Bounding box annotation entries
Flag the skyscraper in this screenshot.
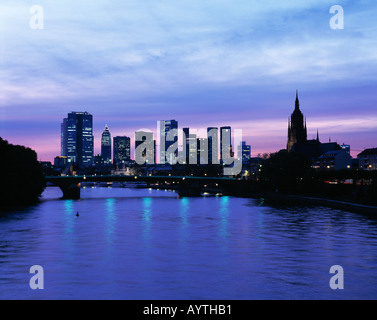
[237,141,251,163]
[159,120,178,164]
[135,130,156,164]
[220,127,233,163]
[287,91,307,152]
[113,136,131,165]
[61,112,94,168]
[101,125,111,164]
[182,128,190,164]
[197,138,208,164]
[207,127,219,164]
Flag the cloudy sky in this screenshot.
[0,0,377,161]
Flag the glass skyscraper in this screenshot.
[113,136,131,165]
[101,125,111,164]
[159,120,178,164]
[61,112,94,168]
[220,126,233,164]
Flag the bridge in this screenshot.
[45,175,250,199]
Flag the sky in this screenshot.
[0,0,377,161]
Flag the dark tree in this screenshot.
[0,138,46,208]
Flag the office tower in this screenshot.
[159,120,178,164]
[188,133,198,164]
[113,136,131,165]
[101,125,111,164]
[340,143,351,154]
[237,141,251,163]
[182,128,190,164]
[220,127,233,163]
[135,130,156,164]
[287,91,307,152]
[197,138,208,164]
[207,127,219,164]
[61,112,94,168]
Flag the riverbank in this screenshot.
[253,193,377,218]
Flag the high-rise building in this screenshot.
[197,138,208,164]
[207,127,219,164]
[182,128,190,164]
[287,91,307,152]
[101,125,111,164]
[188,133,198,164]
[237,141,251,163]
[220,126,233,163]
[135,130,156,164]
[61,112,94,168]
[113,136,131,165]
[160,120,178,164]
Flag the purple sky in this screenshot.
[0,0,377,161]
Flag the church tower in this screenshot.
[287,91,307,152]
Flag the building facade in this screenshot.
[61,112,94,168]
[113,136,131,166]
[101,125,111,164]
[159,120,178,164]
[357,148,377,171]
[287,91,307,152]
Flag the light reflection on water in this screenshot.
[0,188,377,299]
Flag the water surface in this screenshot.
[0,187,377,300]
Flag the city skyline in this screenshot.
[0,0,377,161]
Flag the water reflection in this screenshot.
[105,198,117,245]
[179,197,190,240]
[219,196,230,238]
[0,188,377,300]
[142,197,153,244]
[64,200,76,234]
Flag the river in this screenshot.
[0,187,377,300]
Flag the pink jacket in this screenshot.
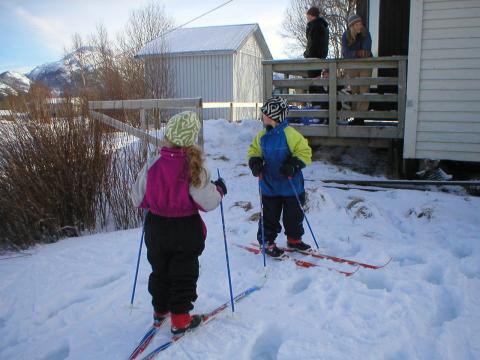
[132,147,222,217]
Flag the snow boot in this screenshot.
[265,243,284,258]
[153,311,168,327]
[170,313,202,335]
[287,237,311,251]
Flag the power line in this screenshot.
[161,0,233,36]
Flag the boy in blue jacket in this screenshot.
[248,97,312,258]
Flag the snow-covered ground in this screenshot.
[0,120,480,360]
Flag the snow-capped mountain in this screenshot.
[0,71,32,98]
[27,46,96,94]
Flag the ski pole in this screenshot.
[217,169,235,313]
[130,210,148,309]
[288,176,319,249]
[258,175,267,268]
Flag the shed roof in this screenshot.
[137,24,272,59]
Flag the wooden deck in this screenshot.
[263,56,407,147]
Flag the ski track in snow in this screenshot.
[0,120,480,360]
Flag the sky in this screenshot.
[0,0,290,73]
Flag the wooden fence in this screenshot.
[88,98,203,152]
[263,56,407,146]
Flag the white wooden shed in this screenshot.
[404,0,480,162]
[357,0,480,162]
[137,24,272,119]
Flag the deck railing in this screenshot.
[263,56,407,145]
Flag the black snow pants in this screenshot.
[145,213,205,314]
[257,193,305,245]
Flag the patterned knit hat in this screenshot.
[165,111,201,147]
[260,96,288,122]
[348,14,362,27]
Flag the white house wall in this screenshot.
[233,34,263,119]
[404,0,480,161]
[146,54,233,119]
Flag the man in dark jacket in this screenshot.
[303,6,329,108]
[303,6,329,59]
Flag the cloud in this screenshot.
[13,6,67,51]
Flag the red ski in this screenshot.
[236,244,359,276]
[278,246,392,270]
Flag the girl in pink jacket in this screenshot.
[132,111,227,334]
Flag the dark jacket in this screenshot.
[303,17,329,59]
[342,31,372,59]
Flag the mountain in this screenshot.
[0,71,32,98]
[27,46,97,95]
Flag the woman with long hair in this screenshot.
[342,14,372,122]
[132,111,227,334]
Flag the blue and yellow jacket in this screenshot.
[248,121,312,196]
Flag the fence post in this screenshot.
[397,60,407,139]
[197,98,203,150]
[328,60,337,137]
[263,64,273,103]
[140,109,148,158]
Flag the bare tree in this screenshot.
[282,0,357,58]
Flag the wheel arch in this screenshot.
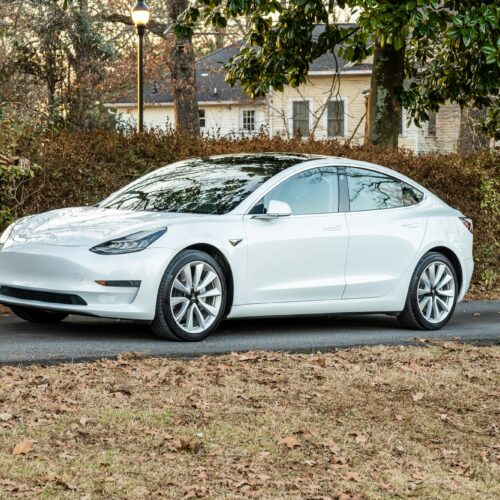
[182,243,234,316]
[426,246,464,291]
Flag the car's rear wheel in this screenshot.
[151,250,227,342]
[10,306,68,323]
[398,252,458,330]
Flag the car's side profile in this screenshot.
[0,153,473,341]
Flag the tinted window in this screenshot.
[401,182,424,207]
[346,168,403,212]
[251,167,339,215]
[100,155,304,214]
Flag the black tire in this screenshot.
[398,252,459,330]
[9,306,68,323]
[150,250,227,342]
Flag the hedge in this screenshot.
[0,131,500,290]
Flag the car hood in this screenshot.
[4,207,207,248]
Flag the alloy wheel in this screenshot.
[417,261,455,323]
[170,261,222,333]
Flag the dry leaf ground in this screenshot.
[0,343,500,499]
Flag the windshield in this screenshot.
[99,154,306,214]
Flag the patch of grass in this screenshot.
[0,342,500,499]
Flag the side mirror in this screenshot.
[252,200,292,219]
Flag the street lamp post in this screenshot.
[131,0,149,132]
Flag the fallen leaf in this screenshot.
[12,439,33,455]
[314,358,326,368]
[344,471,361,483]
[349,431,367,443]
[411,392,424,401]
[278,436,300,450]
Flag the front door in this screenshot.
[244,167,348,304]
[343,168,427,299]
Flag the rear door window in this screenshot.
[346,167,404,212]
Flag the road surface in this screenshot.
[0,301,500,364]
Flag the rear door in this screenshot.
[343,167,427,299]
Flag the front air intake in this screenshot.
[0,286,87,306]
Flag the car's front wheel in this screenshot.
[151,250,227,341]
[10,306,68,323]
[398,252,458,330]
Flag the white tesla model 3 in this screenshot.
[0,153,473,341]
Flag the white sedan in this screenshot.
[0,153,473,341]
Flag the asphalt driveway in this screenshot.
[0,301,500,364]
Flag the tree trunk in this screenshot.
[366,44,404,148]
[458,108,489,153]
[168,0,200,135]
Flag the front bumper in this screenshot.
[0,245,173,320]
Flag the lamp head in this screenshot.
[131,0,149,28]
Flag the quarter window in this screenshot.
[292,101,309,137]
[327,100,345,137]
[401,182,424,207]
[346,167,404,212]
[243,109,255,132]
[250,167,339,215]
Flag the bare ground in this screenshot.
[0,342,500,500]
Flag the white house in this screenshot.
[108,26,460,153]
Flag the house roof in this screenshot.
[115,24,372,105]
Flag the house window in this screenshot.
[243,109,255,132]
[427,111,437,137]
[198,109,206,128]
[327,100,345,137]
[292,101,309,137]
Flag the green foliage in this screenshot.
[0,131,500,289]
[401,0,500,139]
[176,0,500,139]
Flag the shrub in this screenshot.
[0,131,500,289]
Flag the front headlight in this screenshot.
[90,227,167,255]
[0,221,19,249]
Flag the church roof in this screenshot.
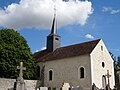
[33,39,101,62]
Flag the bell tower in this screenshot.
[47,6,60,52]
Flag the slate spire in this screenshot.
[47,6,60,52]
[51,7,57,34]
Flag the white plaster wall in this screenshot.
[41,55,91,90]
[91,40,115,88]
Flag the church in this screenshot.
[33,12,115,90]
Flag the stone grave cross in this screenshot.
[17,62,26,82]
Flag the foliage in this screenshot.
[0,29,35,79]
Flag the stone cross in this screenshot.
[105,70,111,86]
[17,62,26,78]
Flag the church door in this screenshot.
[102,75,107,89]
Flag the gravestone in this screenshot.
[71,86,83,90]
[40,87,48,90]
[62,83,70,90]
[14,62,26,90]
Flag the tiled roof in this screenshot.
[33,39,101,62]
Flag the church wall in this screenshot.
[91,40,115,88]
[40,55,91,90]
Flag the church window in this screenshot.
[80,67,85,78]
[55,38,59,40]
[102,62,105,68]
[101,46,103,51]
[49,70,53,81]
[37,66,40,78]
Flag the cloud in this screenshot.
[102,7,120,14]
[0,0,93,29]
[85,34,94,39]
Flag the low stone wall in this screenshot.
[0,78,37,90]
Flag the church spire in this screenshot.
[47,5,60,52]
[51,5,57,34]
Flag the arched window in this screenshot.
[80,67,85,78]
[49,70,53,81]
[37,66,40,78]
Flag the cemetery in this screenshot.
[0,0,120,90]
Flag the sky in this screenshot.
[0,0,120,56]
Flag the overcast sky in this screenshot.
[0,0,120,56]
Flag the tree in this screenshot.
[0,29,35,79]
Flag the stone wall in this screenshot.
[39,55,91,89]
[91,40,115,89]
[0,78,37,90]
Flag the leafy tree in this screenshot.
[0,29,35,79]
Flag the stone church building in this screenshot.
[33,16,115,90]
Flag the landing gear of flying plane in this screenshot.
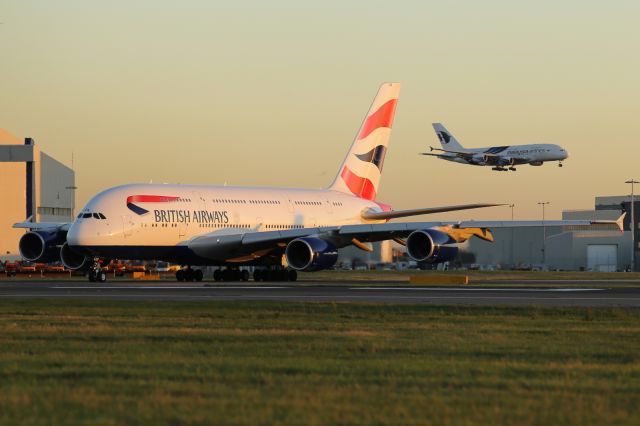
[213,268,249,282]
[176,266,203,282]
[253,268,298,282]
[89,258,107,283]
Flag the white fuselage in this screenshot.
[67,184,383,256]
[441,144,569,165]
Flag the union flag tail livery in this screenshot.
[329,83,400,200]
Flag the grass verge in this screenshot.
[0,300,640,425]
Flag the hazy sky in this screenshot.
[0,0,640,219]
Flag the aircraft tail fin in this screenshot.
[329,83,400,200]
[433,123,464,151]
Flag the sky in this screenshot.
[0,0,640,219]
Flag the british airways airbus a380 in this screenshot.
[14,83,621,281]
[421,123,569,172]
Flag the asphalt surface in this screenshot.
[0,281,640,308]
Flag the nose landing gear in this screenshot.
[89,257,107,283]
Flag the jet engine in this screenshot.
[407,229,458,263]
[18,230,67,262]
[60,243,90,270]
[284,237,338,272]
[498,157,516,166]
[469,154,487,166]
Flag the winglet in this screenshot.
[360,203,506,220]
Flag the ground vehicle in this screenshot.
[18,262,36,274]
[44,262,65,272]
[102,260,127,277]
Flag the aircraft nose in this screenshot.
[67,220,82,247]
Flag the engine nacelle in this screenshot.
[407,229,458,263]
[284,237,338,272]
[60,243,89,270]
[498,157,516,166]
[18,230,67,262]
[469,154,487,166]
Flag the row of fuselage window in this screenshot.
[172,198,342,207]
[140,223,304,229]
[78,213,107,220]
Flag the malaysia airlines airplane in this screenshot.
[420,123,569,171]
[14,83,621,282]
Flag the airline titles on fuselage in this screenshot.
[153,210,229,223]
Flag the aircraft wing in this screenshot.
[187,214,624,262]
[484,153,531,166]
[420,146,477,158]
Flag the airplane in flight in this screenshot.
[420,123,569,172]
[14,83,621,282]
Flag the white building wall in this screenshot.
[0,129,75,258]
[0,129,27,259]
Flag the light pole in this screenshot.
[538,201,549,266]
[509,204,516,268]
[624,179,640,272]
[64,185,78,221]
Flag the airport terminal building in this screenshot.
[467,196,640,272]
[0,129,76,258]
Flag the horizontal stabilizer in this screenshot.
[362,204,506,220]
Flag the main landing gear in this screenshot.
[176,266,203,282]
[89,257,107,283]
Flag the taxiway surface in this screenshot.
[0,281,640,308]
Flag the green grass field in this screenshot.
[0,299,640,425]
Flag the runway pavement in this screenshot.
[0,281,640,308]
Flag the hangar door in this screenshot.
[587,244,618,272]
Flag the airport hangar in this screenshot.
[0,129,76,259]
[465,195,640,272]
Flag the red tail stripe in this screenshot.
[127,195,180,204]
[340,166,376,200]
[358,99,398,139]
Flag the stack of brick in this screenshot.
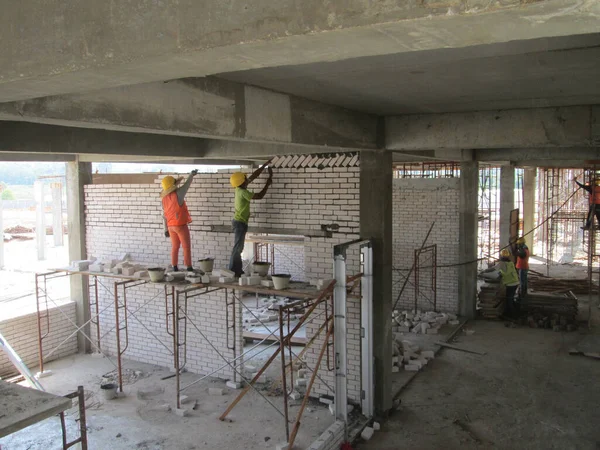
[85,163,360,384]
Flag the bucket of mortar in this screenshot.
[271,273,292,289]
[100,383,117,400]
[198,258,215,273]
[252,261,271,277]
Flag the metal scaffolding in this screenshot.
[36,269,362,442]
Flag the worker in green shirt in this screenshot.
[229,161,273,277]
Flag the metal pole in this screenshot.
[50,182,63,247]
[332,254,348,423]
[360,245,374,417]
[114,282,123,392]
[279,305,293,442]
[34,181,46,261]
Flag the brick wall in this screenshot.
[0,302,77,377]
[392,178,460,312]
[85,167,360,397]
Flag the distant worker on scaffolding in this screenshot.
[229,160,273,277]
[515,237,529,298]
[573,177,600,230]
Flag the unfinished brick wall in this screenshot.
[0,302,77,377]
[392,178,460,313]
[85,167,360,398]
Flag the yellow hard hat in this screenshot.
[160,175,175,191]
[229,172,246,187]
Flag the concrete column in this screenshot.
[0,186,4,269]
[33,181,46,261]
[500,165,515,248]
[360,150,392,415]
[458,150,479,319]
[50,183,63,247]
[67,161,92,353]
[523,169,537,251]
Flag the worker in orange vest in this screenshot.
[160,170,198,272]
[573,177,600,230]
[515,237,529,298]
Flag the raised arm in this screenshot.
[177,169,198,206]
[248,160,271,185]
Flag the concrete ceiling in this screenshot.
[218,33,600,115]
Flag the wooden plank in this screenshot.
[244,331,308,345]
[0,381,72,438]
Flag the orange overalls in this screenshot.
[162,191,192,267]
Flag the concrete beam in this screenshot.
[0,0,600,101]
[386,106,600,149]
[0,121,360,160]
[0,77,377,149]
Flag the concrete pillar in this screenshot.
[458,150,479,319]
[67,161,92,353]
[500,165,515,248]
[33,181,46,261]
[360,150,392,415]
[50,183,63,247]
[522,169,537,251]
[0,189,4,269]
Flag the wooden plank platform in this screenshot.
[0,380,72,438]
[244,331,308,345]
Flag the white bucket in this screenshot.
[271,273,292,290]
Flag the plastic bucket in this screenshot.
[198,258,215,273]
[271,273,292,289]
[100,383,117,400]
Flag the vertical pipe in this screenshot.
[34,181,46,261]
[35,274,44,373]
[279,305,294,442]
[50,182,63,247]
[114,281,123,392]
[77,386,87,450]
[173,291,181,409]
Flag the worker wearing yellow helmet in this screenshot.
[160,170,198,272]
[482,248,519,317]
[515,237,529,299]
[573,174,600,230]
[229,161,273,277]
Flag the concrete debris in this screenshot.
[208,388,223,395]
[360,427,375,441]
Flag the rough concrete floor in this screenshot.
[0,355,333,450]
[357,321,600,450]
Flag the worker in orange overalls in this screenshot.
[160,170,198,272]
[573,177,600,230]
[515,237,529,298]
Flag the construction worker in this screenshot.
[573,177,600,230]
[482,248,519,317]
[515,237,529,298]
[160,170,198,272]
[229,161,273,277]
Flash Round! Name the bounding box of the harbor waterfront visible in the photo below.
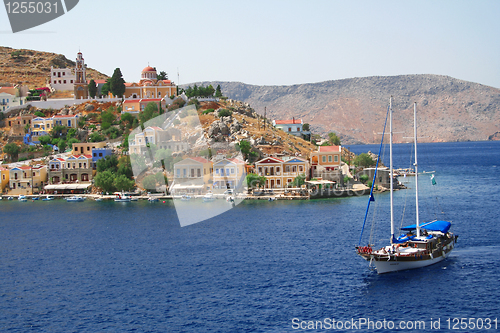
[0,141,500,332]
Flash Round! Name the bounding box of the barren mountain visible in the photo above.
[193,75,500,144]
[0,46,108,89]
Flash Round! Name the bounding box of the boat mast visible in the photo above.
[389,96,394,244]
[413,102,420,238]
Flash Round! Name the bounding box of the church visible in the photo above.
[123,66,177,99]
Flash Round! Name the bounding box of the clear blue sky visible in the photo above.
[0,0,500,88]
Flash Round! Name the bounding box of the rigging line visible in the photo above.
[399,140,415,230]
[358,106,390,246]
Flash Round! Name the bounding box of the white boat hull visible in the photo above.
[374,246,451,274]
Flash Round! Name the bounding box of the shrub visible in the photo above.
[219,109,233,118]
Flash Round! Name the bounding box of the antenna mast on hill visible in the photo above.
[262,106,267,130]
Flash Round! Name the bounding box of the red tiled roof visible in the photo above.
[318,146,340,153]
[189,156,208,163]
[274,119,302,125]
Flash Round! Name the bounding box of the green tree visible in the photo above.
[3,142,20,161]
[38,135,53,146]
[94,169,116,192]
[245,173,266,189]
[238,140,252,159]
[88,79,97,98]
[89,132,106,142]
[50,125,68,138]
[116,155,134,178]
[328,132,340,146]
[101,79,111,97]
[353,153,376,168]
[142,175,157,190]
[215,84,222,97]
[109,68,125,97]
[156,71,168,80]
[97,155,118,173]
[139,102,160,124]
[113,175,135,191]
[120,113,135,128]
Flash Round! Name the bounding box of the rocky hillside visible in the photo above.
[191,75,500,144]
[0,46,108,89]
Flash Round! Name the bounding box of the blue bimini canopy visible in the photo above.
[401,221,451,234]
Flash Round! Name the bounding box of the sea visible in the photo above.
[0,142,500,332]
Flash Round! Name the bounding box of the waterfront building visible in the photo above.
[0,166,9,193]
[52,114,79,128]
[281,157,309,186]
[255,157,286,188]
[92,148,113,170]
[273,118,311,137]
[9,165,47,195]
[170,157,213,194]
[213,158,246,190]
[45,155,93,183]
[72,141,106,157]
[310,146,343,184]
[255,157,309,189]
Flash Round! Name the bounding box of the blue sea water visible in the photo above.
[0,142,500,332]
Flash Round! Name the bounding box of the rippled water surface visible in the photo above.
[0,142,500,332]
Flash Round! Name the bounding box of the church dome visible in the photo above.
[141,66,156,80]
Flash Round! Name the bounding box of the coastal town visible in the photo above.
[0,52,389,201]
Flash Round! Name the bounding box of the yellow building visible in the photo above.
[9,165,47,195]
[72,141,106,156]
[123,66,177,99]
[0,166,9,193]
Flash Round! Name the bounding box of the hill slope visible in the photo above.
[191,75,500,144]
[0,46,108,89]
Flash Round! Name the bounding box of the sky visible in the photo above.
[0,0,500,88]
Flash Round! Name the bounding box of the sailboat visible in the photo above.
[356,97,458,274]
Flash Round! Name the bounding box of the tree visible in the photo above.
[215,84,222,97]
[101,79,111,96]
[89,132,106,142]
[38,135,53,146]
[238,140,252,159]
[353,153,376,168]
[139,102,160,124]
[3,142,19,161]
[121,113,135,127]
[88,79,97,98]
[156,71,168,81]
[328,132,340,146]
[97,155,118,173]
[94,169,116,192]
[109,68,125,97]
[245,173,266,189]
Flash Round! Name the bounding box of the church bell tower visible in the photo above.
[74,52,89,99]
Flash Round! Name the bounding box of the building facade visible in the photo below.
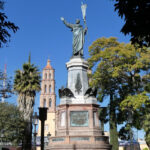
[38,59,56,136]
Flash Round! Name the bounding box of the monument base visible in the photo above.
[46,104,111,150]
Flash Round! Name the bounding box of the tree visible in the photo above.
[14,56,40,150]
[114,0,150,47]
[88,37,150,150]
[0,71,13,101]
[0,103,26,145]
[0,0,19,48]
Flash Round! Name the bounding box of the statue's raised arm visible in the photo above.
[60,17,73,29]
[61,17,87,57]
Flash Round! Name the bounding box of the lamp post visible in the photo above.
[32,112,38,150]
[47,132,51,146]
[128,108,133,150]
[39,107,48,150]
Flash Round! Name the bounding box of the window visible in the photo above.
[44,85,47,93]
[45,73,47,79]
[49,99,52,107]
[49,85,51,93]
[43,99,46,107]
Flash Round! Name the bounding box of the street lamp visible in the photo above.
[128,108,133,150]
[32,112,38,150]
[39,107,48,150]
[47,132,51,146]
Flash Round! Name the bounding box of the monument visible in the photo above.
[46,2,111,150]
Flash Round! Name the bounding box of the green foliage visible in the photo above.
[0,71,13,101]
[0,103,26,145]
[0,0,19,48]
[14,62,41,97]
[143,148,148,150]
[114,0,150,47]
[88,37,150,150]
[14,56,41,150]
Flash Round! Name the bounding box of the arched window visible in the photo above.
[49,99,52,107]
[45,73,47,79]
[43,99,46,107]
[44,85,47,93]
[49,85,51,93]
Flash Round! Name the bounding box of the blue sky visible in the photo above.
[0,0,144,138]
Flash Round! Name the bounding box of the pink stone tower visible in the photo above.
[38,59,56,136]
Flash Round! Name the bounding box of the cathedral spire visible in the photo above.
[45,59,53,69]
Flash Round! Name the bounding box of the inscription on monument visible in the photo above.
[70,111,89,127]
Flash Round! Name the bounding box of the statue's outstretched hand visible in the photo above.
[60,17,65,21]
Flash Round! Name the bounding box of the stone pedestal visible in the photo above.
[46,58,111,150]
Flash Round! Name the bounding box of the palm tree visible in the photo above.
[14,56,41,150]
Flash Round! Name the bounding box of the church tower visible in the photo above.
[38,59,56,136]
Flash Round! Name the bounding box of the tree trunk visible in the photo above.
[23,122,32,150]
[18,94,34,150]
[109,95,119,150]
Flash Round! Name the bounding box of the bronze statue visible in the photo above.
[61,17,87,56]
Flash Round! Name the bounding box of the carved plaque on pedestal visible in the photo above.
[70,111,89,127]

• [Exercise description]: Identify every line in the records above that contains the string "ground", matching case exactly, and copy each of those lines.

• [Answer to this task]:
Flag the snow-covered ground in this screenshot.
Flag the dry leaf ground in this screenshot.
Flag the bare ground in this screenshot.
Flag the ground vehicle in this screenshot.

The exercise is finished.